WHAT TO DO:
Output the line that contains "For the evaluation set, spot each instance of the water spray" and every line after it to the end of the entries, with nothing added or left out.

(Pointing and labeling entries)
##############################
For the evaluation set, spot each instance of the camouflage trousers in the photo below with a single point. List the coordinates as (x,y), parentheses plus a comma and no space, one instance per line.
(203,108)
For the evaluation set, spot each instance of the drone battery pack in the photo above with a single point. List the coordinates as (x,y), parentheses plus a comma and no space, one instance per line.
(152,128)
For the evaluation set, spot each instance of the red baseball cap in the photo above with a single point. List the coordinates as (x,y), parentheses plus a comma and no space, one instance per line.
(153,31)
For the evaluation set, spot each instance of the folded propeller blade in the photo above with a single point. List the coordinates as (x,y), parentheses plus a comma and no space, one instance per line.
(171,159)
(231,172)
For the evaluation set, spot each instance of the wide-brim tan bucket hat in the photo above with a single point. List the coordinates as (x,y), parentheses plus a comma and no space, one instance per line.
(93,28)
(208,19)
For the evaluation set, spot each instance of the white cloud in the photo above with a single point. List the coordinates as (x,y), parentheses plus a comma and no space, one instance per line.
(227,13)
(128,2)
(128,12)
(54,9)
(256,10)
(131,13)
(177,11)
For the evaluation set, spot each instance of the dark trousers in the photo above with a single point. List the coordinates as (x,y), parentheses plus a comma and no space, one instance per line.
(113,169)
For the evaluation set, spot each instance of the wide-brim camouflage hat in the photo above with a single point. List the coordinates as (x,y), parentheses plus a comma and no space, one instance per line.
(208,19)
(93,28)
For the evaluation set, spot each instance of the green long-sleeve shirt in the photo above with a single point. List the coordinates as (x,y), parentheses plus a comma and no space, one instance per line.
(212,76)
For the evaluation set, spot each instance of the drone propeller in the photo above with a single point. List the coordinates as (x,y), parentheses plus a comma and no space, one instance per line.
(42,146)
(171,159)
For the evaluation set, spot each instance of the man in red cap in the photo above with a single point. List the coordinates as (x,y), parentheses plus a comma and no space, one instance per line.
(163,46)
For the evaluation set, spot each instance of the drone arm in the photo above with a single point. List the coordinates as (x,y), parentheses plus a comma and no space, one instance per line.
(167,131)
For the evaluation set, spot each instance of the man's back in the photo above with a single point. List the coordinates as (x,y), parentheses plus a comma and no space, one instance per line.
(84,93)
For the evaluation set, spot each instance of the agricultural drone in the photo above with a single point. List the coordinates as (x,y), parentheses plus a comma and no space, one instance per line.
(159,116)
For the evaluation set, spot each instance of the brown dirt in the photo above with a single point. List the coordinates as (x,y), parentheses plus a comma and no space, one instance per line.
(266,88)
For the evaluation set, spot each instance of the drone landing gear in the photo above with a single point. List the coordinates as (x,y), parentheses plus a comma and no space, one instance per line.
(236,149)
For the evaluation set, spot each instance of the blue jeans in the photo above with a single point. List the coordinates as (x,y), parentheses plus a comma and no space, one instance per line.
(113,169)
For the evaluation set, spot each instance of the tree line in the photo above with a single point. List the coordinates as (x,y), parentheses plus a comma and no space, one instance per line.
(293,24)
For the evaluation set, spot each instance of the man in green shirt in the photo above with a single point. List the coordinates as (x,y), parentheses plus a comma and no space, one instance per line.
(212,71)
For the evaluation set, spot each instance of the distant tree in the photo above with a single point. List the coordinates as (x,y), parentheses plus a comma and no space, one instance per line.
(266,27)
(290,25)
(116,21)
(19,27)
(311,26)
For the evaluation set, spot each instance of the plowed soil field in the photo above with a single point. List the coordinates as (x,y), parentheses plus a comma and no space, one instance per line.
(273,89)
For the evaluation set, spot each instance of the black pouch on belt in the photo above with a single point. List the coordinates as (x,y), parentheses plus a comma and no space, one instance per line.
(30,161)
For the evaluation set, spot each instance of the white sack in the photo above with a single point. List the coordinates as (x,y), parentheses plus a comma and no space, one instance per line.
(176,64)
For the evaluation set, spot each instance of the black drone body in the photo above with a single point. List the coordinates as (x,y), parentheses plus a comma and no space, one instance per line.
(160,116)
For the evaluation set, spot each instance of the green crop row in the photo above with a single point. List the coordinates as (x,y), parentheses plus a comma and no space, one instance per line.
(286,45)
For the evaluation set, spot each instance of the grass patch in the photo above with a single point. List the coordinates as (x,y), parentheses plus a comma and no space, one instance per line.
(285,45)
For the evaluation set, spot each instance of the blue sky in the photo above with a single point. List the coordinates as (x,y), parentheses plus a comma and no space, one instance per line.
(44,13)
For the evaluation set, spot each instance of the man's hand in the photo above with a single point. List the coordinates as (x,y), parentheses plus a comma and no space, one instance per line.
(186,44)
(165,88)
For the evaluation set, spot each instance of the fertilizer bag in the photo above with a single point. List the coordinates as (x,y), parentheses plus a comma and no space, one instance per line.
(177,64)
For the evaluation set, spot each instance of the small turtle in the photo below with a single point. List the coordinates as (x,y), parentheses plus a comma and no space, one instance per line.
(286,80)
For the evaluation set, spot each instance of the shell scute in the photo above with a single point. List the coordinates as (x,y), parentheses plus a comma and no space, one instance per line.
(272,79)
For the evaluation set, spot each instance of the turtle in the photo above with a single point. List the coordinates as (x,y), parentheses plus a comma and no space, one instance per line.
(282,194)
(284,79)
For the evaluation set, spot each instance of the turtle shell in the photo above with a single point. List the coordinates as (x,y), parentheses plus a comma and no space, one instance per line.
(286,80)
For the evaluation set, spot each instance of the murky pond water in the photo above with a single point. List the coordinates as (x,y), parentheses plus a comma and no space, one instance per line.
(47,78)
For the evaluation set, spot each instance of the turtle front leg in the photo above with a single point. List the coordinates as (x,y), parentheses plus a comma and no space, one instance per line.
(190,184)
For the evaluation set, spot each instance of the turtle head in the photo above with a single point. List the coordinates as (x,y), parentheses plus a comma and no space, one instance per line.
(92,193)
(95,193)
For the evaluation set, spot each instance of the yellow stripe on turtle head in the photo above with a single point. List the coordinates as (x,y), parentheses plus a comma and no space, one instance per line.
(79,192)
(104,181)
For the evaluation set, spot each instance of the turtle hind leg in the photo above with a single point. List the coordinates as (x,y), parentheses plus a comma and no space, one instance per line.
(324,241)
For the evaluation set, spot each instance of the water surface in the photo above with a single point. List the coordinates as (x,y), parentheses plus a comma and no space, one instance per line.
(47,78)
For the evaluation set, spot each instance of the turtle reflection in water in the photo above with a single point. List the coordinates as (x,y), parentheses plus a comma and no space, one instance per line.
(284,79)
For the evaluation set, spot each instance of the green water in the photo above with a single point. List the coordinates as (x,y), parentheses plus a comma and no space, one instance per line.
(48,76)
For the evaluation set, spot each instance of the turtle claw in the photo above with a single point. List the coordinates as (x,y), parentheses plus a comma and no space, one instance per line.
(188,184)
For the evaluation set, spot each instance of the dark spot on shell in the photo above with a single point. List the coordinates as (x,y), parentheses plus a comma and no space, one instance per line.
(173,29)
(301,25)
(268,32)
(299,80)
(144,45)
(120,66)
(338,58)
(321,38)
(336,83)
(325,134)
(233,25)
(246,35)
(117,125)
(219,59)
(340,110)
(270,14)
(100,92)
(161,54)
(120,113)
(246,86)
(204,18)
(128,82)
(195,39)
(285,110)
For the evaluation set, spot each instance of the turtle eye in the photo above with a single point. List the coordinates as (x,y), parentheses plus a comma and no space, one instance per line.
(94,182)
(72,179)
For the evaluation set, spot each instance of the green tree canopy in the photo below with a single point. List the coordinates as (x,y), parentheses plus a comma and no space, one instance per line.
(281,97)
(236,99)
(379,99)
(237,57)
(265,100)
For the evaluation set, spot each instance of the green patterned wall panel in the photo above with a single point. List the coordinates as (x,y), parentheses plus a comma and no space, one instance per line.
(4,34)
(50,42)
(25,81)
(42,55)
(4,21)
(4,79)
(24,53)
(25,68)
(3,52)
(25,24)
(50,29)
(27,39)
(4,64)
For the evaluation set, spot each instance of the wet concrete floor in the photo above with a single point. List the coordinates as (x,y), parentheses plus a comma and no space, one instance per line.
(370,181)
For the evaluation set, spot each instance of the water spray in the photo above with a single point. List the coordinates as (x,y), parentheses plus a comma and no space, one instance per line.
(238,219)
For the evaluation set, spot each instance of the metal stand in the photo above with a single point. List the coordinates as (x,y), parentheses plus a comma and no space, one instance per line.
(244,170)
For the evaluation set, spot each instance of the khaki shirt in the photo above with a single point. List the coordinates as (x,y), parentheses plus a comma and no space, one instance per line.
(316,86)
##############################
THE ANSWER:
For the evaluation set, spot each instance of the water spray in the photo above with a single point. List the coordinates as (x,y), parentheses plus a comma and no space, one instance per line.
(238,219)
For the evaluation set, spot each instance of the metal stand in the photo above with a single point. List the coordinates as (x,y), parentheses plus a comma and no space, one instance per line.
(244,170)
For the evaluation set, spot each instance of the khaki shirt in the photo above with a single point. List the coordinates as (x,y), parentheses plus a comma and no space, one instance per line.
(316,86)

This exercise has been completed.